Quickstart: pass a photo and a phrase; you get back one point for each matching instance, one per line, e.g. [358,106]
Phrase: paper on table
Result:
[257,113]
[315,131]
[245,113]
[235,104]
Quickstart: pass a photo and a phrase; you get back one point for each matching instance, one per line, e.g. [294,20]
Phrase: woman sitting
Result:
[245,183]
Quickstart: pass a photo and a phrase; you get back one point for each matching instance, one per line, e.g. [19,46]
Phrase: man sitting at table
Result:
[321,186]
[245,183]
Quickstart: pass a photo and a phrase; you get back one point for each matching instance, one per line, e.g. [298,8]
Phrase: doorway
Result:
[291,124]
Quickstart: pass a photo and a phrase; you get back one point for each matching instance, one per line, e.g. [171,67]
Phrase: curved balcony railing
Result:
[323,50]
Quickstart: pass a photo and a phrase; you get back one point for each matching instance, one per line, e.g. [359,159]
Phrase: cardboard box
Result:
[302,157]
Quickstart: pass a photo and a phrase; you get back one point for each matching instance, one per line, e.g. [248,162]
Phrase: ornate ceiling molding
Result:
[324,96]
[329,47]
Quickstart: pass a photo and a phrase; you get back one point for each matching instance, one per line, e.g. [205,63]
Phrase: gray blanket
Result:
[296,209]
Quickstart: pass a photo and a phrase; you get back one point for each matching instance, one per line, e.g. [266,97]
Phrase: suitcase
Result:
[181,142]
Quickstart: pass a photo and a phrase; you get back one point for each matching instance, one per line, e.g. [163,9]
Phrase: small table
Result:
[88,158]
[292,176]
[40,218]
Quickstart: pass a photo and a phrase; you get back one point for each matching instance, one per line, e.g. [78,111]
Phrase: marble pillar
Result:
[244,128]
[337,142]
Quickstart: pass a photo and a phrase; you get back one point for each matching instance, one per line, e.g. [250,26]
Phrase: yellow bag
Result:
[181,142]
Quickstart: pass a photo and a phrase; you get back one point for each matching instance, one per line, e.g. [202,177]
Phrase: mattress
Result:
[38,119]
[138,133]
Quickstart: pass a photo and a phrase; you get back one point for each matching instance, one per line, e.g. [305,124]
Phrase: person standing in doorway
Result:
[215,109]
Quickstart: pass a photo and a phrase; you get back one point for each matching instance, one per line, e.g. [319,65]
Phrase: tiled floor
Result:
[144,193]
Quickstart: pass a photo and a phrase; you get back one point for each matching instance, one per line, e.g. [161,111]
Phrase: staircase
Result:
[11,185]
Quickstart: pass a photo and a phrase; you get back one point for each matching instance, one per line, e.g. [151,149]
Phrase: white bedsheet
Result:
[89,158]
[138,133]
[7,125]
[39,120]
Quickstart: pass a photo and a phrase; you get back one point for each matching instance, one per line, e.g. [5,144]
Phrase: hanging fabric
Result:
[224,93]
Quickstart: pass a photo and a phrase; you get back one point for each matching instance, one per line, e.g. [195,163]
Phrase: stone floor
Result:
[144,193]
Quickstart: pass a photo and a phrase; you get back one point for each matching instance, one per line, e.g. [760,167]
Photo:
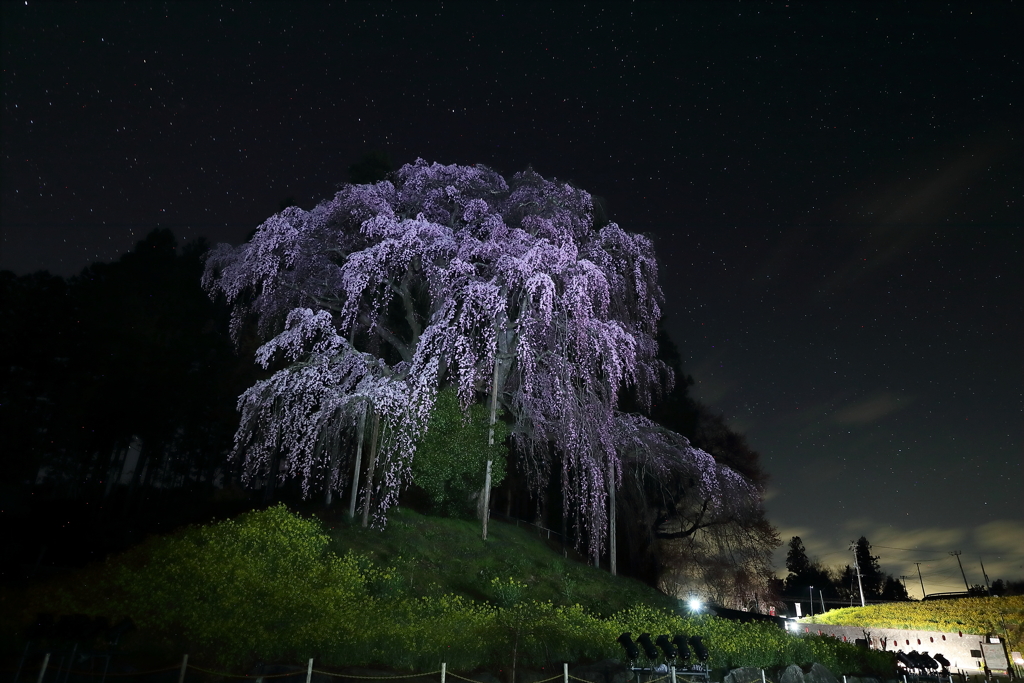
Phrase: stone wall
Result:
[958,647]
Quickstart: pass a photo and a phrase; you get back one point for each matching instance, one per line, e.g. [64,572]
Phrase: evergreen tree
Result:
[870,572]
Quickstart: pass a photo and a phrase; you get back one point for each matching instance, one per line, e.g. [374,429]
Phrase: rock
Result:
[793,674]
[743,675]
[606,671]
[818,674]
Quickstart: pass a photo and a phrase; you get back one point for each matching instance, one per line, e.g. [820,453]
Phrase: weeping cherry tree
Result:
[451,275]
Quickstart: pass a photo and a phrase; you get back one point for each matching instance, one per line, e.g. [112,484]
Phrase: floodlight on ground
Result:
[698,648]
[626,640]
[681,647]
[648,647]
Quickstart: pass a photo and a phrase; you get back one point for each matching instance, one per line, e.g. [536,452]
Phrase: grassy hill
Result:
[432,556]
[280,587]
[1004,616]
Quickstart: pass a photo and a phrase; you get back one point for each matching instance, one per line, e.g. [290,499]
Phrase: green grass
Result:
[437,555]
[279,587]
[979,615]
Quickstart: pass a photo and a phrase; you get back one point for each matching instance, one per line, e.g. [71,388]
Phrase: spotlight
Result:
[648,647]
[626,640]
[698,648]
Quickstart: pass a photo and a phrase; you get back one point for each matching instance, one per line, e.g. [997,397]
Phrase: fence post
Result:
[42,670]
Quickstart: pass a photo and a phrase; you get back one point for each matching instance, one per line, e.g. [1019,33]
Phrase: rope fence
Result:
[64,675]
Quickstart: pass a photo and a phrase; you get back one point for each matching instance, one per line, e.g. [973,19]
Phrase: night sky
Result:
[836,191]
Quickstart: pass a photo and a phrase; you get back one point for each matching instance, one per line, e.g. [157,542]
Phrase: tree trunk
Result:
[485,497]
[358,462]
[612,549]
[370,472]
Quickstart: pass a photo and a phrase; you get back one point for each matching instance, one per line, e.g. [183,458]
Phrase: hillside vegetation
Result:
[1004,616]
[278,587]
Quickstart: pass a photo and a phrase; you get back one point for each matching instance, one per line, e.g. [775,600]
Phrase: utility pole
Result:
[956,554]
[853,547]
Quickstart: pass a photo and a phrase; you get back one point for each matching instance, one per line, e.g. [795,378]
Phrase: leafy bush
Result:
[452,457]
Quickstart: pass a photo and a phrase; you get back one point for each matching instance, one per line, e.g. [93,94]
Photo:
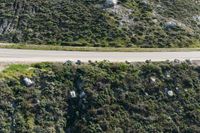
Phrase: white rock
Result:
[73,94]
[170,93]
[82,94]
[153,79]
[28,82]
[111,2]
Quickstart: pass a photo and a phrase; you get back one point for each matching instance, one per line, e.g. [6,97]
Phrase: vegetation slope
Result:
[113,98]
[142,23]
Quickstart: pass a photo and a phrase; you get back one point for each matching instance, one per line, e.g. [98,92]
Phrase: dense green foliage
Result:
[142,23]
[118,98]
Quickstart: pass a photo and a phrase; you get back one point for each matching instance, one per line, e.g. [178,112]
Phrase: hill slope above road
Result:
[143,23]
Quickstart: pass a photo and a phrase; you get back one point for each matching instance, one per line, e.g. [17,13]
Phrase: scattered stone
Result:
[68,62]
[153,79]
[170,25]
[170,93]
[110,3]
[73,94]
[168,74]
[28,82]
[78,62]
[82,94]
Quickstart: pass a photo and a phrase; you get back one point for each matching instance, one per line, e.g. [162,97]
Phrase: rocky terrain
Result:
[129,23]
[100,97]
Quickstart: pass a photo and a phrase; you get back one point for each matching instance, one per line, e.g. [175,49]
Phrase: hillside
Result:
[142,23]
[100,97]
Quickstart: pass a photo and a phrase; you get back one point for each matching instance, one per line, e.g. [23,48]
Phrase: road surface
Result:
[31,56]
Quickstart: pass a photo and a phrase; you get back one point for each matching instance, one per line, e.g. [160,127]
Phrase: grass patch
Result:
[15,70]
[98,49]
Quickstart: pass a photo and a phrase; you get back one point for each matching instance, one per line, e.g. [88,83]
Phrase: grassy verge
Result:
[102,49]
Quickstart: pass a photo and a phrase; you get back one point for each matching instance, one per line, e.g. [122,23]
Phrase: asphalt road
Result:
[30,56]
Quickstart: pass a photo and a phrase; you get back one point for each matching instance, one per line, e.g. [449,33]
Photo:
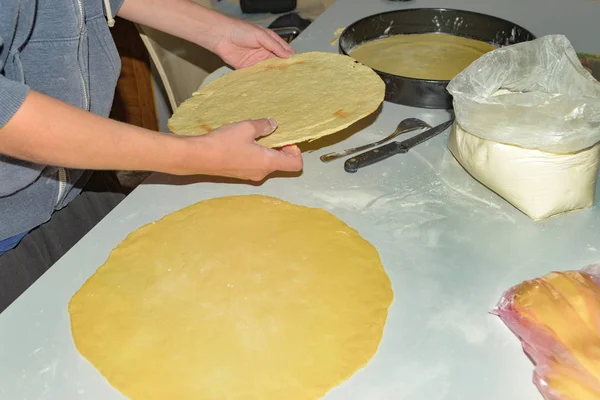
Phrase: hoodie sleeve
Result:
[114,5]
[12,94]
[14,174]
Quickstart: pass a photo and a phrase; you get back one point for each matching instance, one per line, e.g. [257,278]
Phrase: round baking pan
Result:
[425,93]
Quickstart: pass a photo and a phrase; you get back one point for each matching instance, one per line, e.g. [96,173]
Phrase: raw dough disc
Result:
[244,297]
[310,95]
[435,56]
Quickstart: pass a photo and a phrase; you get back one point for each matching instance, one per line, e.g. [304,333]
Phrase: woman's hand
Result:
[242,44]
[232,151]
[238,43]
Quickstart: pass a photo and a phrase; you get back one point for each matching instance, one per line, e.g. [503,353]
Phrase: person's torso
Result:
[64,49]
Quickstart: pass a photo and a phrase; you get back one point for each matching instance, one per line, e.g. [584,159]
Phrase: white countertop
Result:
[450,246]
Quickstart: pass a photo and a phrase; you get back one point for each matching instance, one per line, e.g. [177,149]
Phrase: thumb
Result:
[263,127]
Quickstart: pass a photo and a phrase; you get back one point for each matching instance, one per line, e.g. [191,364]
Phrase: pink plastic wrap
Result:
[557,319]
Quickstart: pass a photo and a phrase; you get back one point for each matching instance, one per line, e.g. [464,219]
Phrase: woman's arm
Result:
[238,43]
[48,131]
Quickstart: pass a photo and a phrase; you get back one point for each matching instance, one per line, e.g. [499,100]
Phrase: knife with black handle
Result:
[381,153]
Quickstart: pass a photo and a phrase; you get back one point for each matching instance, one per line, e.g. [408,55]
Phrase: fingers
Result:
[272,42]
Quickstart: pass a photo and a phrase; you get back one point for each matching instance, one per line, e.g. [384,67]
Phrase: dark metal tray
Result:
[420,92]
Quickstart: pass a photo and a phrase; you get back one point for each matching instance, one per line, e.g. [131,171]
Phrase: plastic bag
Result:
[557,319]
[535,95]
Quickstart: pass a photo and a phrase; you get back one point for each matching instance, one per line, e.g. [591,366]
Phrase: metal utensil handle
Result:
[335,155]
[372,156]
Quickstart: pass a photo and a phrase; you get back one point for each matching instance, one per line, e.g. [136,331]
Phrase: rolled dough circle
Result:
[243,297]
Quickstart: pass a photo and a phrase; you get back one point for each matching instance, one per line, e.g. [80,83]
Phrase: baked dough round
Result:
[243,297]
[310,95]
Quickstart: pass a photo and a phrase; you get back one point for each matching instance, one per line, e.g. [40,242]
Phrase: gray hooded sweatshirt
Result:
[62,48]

▬▬▬▬▬▬

Your objective:
Search the listing above for the word "doorway", and copy every line that has it.

Reply:
Phrase: doorway
Phrase: person standing in doorway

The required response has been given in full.